Do this:
Put the lines below into a JSON list of strings, one string per line, leaving out any blank lines.

## start Task input

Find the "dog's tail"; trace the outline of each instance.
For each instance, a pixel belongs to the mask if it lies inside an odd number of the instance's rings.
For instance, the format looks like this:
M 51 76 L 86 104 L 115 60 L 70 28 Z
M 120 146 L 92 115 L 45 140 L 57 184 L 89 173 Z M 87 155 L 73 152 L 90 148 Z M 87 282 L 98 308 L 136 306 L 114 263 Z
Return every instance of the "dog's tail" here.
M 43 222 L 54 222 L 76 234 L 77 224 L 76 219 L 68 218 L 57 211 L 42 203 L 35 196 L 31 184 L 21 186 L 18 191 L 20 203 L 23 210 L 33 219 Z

## end Task input

Exercise output:
[
  "Find the \"dog's tail\"; trace the outline of each instance.",
  "For each instance, a pixel belongs to the mask if it lies inside an odd number of the instance's rings.",
  "For instance, the format looks like this:",
  "M 51 76 L 86 104 L 115 60 L 70 28 Z",
  "M 120 146 L 92 115 L 45 140 L 57 184 L 89 173 Z M 87 155 L 73 152 L 90 148 Z M 87 282 L 98 308 L 136 306 L 114 263 Z",
  "Return every instance of the \"dog's tail\" here.",
  "M 43 222 L 54 222 L 76 234 L 77 224 L 76 219 L 68 218 L 57 211 L 42 203 L 35 196 L 31 184 L 21 186 L 18 191 L 20 203 L 23 210 L 33 219 Z"
]